[Pointing records]
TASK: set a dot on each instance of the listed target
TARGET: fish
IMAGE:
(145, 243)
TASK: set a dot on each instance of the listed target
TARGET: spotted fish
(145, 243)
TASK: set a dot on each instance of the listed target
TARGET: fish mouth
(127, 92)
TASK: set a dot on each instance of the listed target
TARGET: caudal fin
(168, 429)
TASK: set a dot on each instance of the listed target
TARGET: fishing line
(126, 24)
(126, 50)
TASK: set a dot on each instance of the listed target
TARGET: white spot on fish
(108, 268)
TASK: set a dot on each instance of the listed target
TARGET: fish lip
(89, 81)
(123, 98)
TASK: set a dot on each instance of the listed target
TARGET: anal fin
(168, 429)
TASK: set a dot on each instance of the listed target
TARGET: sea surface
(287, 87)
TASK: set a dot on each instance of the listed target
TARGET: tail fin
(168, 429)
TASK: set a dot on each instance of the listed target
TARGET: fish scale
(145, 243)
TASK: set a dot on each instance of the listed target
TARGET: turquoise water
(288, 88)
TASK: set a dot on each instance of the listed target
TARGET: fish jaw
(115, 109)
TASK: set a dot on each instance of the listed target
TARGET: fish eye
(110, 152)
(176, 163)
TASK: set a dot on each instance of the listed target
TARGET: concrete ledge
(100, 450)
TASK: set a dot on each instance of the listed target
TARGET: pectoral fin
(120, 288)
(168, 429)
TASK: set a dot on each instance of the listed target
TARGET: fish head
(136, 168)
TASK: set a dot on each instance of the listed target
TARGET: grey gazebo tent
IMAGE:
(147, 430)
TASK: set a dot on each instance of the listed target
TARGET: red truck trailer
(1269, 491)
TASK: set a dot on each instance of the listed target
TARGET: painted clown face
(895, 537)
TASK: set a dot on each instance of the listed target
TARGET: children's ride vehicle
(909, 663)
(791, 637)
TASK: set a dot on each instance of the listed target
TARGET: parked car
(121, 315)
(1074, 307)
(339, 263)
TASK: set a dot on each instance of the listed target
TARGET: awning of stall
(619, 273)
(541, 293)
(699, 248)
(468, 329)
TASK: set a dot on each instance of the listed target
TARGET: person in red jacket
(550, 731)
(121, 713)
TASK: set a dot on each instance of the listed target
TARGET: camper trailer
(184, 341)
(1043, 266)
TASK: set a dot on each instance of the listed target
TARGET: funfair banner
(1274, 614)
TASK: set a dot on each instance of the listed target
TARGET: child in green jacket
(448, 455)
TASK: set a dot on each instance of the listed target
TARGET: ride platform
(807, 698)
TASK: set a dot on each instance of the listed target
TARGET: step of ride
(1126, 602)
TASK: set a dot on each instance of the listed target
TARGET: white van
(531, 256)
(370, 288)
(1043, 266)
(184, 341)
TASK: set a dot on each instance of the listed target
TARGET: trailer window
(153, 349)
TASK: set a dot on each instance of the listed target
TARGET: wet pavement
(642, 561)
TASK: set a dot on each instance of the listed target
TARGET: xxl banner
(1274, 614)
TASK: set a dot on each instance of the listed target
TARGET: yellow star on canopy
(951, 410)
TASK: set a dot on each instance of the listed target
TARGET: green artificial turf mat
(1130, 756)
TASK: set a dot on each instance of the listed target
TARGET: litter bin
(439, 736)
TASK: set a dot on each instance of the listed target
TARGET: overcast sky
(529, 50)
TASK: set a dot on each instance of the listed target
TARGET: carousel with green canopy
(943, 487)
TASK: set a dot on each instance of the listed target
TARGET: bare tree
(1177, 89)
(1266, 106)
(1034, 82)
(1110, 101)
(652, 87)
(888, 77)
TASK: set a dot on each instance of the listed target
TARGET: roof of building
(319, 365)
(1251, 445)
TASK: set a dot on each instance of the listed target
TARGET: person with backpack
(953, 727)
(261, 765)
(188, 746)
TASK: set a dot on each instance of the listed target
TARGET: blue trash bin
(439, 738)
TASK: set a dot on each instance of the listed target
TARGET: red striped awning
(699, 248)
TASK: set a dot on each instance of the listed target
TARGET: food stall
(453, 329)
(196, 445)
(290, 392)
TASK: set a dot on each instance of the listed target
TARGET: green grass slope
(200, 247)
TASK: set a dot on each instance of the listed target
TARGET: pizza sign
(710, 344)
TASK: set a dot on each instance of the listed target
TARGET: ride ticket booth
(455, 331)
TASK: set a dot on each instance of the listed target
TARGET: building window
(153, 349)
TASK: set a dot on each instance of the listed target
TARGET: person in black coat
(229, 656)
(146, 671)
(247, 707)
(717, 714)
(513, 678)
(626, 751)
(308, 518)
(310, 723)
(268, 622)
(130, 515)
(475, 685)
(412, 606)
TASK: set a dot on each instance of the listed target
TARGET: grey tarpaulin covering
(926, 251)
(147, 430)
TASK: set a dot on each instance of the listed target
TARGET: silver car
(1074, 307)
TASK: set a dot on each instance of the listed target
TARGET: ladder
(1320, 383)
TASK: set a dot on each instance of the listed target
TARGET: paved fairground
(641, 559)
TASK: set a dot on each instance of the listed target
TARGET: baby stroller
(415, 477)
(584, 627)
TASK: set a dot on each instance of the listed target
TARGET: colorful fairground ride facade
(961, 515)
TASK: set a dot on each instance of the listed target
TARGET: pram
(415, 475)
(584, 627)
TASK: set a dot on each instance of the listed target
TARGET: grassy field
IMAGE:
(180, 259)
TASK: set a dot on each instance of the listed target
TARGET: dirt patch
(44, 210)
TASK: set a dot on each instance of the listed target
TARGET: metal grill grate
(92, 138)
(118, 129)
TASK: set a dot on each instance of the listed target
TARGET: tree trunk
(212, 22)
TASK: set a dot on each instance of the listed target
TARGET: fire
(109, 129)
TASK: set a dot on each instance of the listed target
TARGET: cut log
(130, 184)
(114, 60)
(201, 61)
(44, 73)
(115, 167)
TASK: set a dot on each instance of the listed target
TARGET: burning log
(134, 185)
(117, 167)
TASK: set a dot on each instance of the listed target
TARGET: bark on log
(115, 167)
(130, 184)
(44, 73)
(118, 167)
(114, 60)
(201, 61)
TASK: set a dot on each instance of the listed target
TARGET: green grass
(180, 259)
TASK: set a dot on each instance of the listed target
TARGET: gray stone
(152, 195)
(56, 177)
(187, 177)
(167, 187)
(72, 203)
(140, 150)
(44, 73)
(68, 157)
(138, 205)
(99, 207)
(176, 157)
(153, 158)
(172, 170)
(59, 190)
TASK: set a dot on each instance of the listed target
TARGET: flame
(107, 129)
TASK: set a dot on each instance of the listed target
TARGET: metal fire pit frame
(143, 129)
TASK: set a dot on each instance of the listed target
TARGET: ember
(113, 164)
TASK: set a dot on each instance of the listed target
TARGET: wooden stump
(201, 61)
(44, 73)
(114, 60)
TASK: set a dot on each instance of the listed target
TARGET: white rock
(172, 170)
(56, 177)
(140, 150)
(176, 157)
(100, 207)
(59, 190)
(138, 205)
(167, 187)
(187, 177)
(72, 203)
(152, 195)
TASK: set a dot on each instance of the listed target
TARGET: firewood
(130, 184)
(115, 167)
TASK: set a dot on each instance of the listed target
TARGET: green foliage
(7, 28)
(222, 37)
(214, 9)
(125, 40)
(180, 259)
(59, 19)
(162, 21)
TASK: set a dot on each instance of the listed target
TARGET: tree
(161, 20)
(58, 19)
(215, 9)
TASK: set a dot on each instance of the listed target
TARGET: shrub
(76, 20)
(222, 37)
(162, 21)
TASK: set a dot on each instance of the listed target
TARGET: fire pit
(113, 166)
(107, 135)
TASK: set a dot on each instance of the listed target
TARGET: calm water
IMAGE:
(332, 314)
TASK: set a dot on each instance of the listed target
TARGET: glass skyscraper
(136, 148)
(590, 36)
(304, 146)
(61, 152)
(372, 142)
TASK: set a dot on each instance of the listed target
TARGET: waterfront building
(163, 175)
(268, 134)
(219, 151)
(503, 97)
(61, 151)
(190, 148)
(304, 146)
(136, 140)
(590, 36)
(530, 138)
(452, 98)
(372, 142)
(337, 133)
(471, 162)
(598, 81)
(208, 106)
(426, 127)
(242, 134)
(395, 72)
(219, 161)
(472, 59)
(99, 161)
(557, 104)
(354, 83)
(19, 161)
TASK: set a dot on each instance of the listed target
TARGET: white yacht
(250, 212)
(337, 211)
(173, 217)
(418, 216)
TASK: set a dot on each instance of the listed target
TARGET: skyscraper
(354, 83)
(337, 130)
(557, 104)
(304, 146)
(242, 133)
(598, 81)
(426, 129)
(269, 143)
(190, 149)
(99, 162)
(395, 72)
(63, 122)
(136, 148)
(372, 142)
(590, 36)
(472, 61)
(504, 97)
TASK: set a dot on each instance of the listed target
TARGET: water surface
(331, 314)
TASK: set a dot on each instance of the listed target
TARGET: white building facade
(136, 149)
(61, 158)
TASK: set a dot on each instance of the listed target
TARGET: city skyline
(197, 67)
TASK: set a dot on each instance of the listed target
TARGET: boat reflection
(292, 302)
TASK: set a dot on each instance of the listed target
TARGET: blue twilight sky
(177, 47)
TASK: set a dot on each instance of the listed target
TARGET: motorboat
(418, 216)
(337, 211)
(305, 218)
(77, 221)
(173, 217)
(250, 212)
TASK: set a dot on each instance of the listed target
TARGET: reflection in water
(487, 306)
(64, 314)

◆ Exercise directions ◆
Count the lines in the entries above that contain the string "grey", matching case exactly, and reply with only the number.

◆ Written solution ◆
2